*What this task involves*
Show every line of the listing below that contains the word "background", treating uppercase and lowercase letters as different.

*Data extract*
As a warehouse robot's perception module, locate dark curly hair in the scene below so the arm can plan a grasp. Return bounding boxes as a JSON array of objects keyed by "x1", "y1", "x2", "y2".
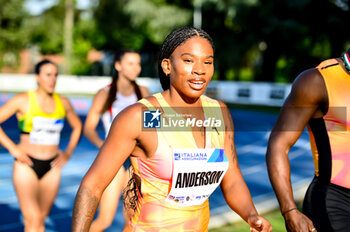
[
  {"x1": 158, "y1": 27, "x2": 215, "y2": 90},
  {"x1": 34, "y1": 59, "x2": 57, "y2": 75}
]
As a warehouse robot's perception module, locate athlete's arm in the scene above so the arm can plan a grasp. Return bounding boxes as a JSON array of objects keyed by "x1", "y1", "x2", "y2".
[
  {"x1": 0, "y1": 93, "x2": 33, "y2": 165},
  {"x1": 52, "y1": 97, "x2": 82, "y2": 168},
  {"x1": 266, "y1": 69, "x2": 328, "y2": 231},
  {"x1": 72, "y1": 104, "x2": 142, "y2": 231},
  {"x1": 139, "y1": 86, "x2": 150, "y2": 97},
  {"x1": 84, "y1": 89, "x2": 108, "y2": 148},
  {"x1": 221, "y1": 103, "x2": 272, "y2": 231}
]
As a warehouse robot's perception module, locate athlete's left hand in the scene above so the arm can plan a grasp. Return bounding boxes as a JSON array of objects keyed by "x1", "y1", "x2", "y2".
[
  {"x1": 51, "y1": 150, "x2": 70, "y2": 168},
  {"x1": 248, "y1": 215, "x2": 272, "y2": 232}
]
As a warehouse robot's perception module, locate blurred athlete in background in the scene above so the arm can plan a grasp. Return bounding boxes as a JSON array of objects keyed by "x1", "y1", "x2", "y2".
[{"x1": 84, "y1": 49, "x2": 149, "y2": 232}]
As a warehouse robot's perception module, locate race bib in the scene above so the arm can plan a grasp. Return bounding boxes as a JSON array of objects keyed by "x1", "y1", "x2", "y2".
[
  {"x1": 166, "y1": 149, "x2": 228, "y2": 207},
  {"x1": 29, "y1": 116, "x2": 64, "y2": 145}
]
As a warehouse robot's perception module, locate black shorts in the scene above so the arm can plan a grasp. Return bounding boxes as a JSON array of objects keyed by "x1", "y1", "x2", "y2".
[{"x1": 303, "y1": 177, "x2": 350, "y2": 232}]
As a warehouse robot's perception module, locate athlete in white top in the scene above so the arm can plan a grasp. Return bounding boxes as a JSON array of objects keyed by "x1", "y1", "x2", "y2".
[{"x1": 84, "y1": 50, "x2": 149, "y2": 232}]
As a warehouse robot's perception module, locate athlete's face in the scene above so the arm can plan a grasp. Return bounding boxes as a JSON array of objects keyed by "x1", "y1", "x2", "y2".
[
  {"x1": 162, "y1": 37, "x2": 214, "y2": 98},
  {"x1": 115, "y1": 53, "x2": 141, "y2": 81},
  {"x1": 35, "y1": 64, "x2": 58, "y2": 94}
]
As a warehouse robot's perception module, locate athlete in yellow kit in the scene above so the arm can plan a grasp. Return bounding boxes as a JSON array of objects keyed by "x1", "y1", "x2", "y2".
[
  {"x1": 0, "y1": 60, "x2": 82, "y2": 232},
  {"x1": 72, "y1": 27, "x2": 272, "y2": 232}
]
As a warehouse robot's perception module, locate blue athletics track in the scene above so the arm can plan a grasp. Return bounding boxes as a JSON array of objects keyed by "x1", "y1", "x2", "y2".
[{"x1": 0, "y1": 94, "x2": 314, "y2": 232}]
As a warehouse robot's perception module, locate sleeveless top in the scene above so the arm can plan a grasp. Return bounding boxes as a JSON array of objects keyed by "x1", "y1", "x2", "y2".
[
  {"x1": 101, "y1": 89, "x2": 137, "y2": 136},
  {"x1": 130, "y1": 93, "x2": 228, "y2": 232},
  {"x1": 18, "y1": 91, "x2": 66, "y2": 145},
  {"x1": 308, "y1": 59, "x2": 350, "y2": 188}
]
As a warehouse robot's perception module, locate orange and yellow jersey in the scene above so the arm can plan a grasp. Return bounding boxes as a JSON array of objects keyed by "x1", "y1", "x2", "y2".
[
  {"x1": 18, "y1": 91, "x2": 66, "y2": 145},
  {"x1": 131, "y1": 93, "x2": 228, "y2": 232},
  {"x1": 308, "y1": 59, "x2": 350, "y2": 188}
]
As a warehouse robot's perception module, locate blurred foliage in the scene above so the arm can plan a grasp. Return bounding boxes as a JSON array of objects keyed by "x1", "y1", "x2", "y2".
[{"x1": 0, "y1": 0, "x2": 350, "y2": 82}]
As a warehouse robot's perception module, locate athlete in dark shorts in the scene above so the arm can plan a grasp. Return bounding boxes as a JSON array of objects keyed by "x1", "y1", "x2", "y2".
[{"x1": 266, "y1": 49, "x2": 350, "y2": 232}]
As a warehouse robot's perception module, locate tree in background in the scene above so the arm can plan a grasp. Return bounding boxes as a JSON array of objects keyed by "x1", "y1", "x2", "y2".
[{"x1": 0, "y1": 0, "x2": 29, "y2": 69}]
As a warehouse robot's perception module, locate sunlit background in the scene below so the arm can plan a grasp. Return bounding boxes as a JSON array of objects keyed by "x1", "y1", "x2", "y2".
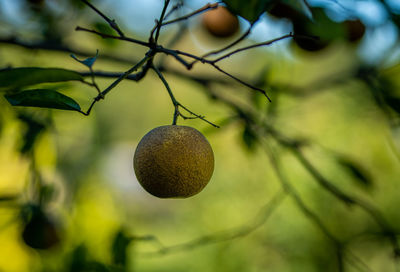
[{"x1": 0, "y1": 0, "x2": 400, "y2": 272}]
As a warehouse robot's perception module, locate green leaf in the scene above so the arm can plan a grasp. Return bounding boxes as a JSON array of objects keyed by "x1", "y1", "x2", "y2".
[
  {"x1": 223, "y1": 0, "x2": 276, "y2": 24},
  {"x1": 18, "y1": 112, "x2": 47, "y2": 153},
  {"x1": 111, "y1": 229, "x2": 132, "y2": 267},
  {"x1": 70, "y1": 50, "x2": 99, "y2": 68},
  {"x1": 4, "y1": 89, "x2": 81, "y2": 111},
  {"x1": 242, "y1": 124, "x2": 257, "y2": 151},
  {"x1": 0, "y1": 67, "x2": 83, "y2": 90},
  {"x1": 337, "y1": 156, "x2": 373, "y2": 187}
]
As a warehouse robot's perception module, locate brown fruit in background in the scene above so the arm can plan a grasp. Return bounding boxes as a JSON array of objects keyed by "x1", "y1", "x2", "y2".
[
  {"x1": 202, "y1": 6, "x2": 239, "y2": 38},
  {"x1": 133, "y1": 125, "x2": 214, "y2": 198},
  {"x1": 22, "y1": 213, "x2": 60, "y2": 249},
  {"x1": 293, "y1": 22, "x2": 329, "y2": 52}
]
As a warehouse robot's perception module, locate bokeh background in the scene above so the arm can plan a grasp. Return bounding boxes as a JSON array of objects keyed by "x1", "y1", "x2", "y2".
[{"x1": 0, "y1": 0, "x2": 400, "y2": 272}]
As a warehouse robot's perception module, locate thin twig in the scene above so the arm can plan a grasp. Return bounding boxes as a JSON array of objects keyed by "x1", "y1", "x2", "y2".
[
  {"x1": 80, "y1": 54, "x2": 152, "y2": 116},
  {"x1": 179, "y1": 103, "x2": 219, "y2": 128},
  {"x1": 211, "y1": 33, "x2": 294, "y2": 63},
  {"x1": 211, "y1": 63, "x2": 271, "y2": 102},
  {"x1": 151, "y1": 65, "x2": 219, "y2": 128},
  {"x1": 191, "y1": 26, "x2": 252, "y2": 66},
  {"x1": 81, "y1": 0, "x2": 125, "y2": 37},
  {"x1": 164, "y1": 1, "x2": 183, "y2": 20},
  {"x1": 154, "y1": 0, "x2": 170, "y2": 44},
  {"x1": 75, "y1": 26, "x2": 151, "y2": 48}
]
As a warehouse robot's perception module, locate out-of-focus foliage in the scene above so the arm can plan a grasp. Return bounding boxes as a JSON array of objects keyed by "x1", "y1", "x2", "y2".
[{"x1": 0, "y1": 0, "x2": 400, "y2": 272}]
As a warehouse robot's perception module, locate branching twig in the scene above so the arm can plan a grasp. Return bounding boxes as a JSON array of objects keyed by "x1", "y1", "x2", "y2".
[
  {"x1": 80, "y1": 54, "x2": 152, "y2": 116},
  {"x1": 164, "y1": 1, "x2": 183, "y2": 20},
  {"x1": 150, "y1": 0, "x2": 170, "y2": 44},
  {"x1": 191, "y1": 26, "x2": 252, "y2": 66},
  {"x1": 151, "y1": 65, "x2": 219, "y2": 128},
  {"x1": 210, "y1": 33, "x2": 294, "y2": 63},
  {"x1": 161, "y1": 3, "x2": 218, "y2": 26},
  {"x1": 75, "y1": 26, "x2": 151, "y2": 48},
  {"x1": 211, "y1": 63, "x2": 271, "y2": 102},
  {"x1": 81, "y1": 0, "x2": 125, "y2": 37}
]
* * *
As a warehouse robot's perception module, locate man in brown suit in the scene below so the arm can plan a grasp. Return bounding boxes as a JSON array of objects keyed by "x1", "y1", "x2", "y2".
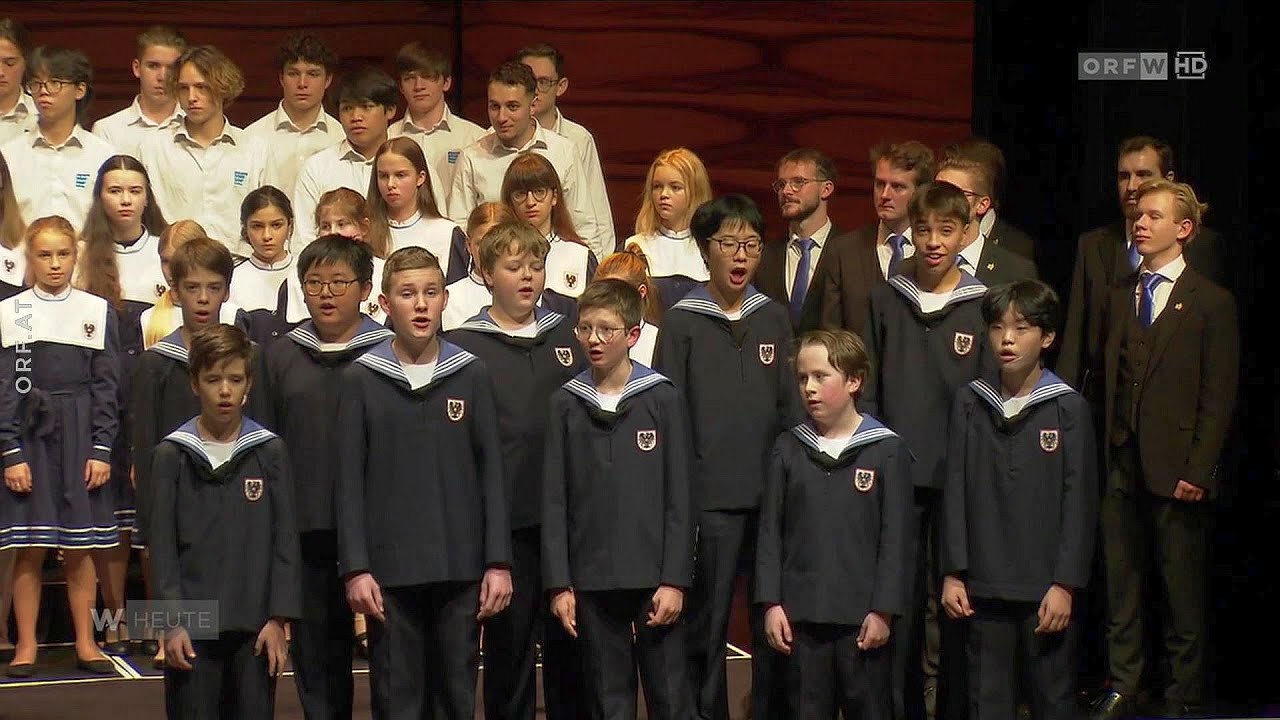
---
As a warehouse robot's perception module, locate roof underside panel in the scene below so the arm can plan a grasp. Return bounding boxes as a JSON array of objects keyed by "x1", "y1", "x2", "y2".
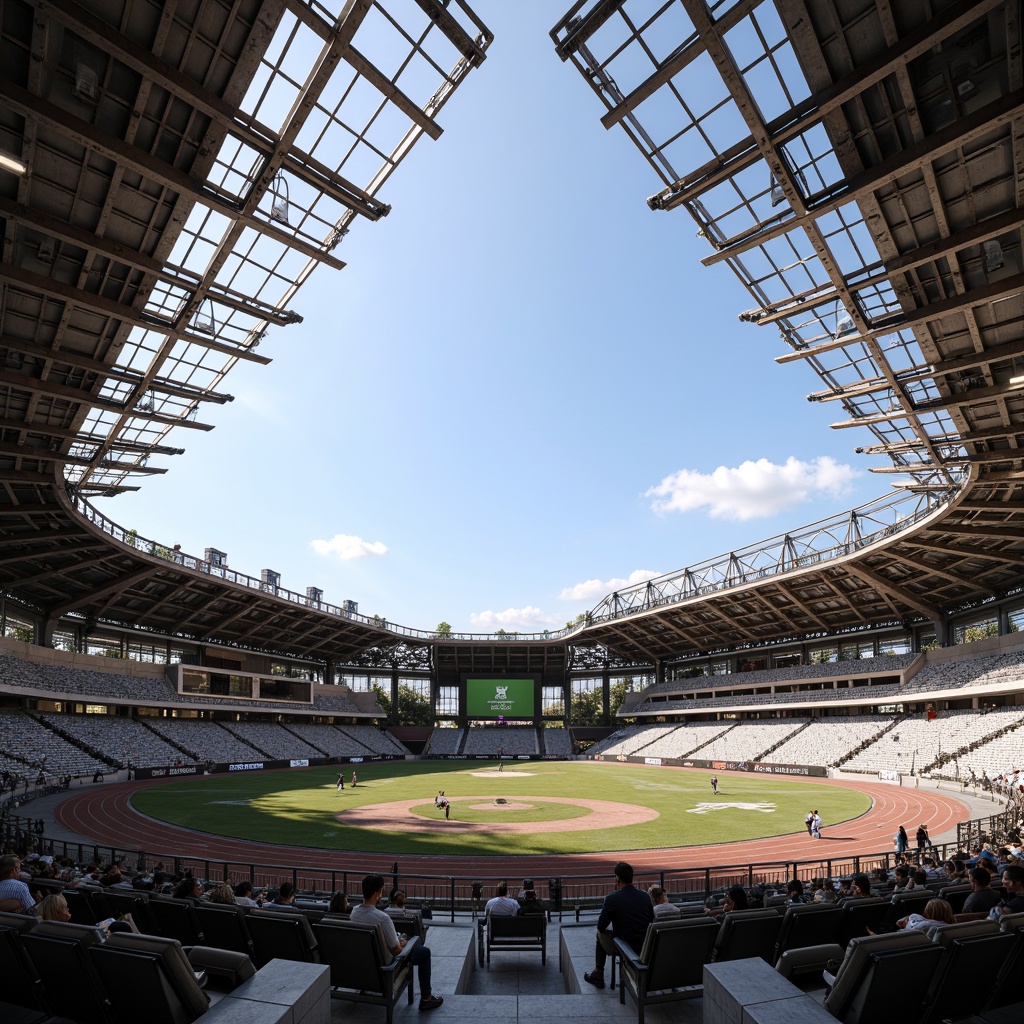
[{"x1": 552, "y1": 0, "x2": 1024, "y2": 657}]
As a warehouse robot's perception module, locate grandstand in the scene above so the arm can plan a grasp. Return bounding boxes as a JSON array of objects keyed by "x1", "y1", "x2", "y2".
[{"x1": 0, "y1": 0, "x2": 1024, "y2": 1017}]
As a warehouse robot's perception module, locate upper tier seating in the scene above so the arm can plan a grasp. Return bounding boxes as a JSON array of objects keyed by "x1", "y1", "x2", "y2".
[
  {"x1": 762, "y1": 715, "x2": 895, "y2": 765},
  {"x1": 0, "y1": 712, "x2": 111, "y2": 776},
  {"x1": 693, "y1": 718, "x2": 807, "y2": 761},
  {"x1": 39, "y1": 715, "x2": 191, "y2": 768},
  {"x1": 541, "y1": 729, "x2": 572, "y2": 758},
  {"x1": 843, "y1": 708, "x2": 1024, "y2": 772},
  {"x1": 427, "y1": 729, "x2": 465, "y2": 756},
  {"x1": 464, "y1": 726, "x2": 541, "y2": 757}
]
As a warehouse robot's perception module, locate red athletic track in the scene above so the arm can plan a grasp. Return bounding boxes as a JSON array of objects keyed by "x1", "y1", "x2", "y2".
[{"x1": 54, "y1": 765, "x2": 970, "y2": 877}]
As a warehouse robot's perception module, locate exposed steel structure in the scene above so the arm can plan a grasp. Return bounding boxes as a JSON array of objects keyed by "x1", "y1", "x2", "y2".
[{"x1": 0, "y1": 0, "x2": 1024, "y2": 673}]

*Answer to this task*
As a warehouse robot's perception module, locate blurred athlete in background in the scene above so the arm can plan a grasp. Return bounding boxes as a JSON array of objects keyed by "x1", "y1", "x2", "y2".
As a warehouse robot's perception module, locate tree in background in the scene above so the arm can plan a grasp. Return bounding boxes as a JSON array of objects keyed by "x1", "y1", "x2", "y2".
As a warehouse robot's perception module, locate sunlit background in the scene below so the arm can plan a grasp. Return bounding boxes as a JSON array of objects keyed by "x1", "y1", "x2", "y2".
As a warehouse robot's perception module, locate brown fruit in background in the scene above so the arm can plan a grasp. Return bounding boxes as a JSON array of objects keyed by "x1", "y1", "x2", "y2".
As a warehouse robot's perception module, locate bokeh background in the scene above so the arm can plan a grasp. Return bounding boxes as a JSON array of objects keyed by "x1", "y1", "x2", "y2".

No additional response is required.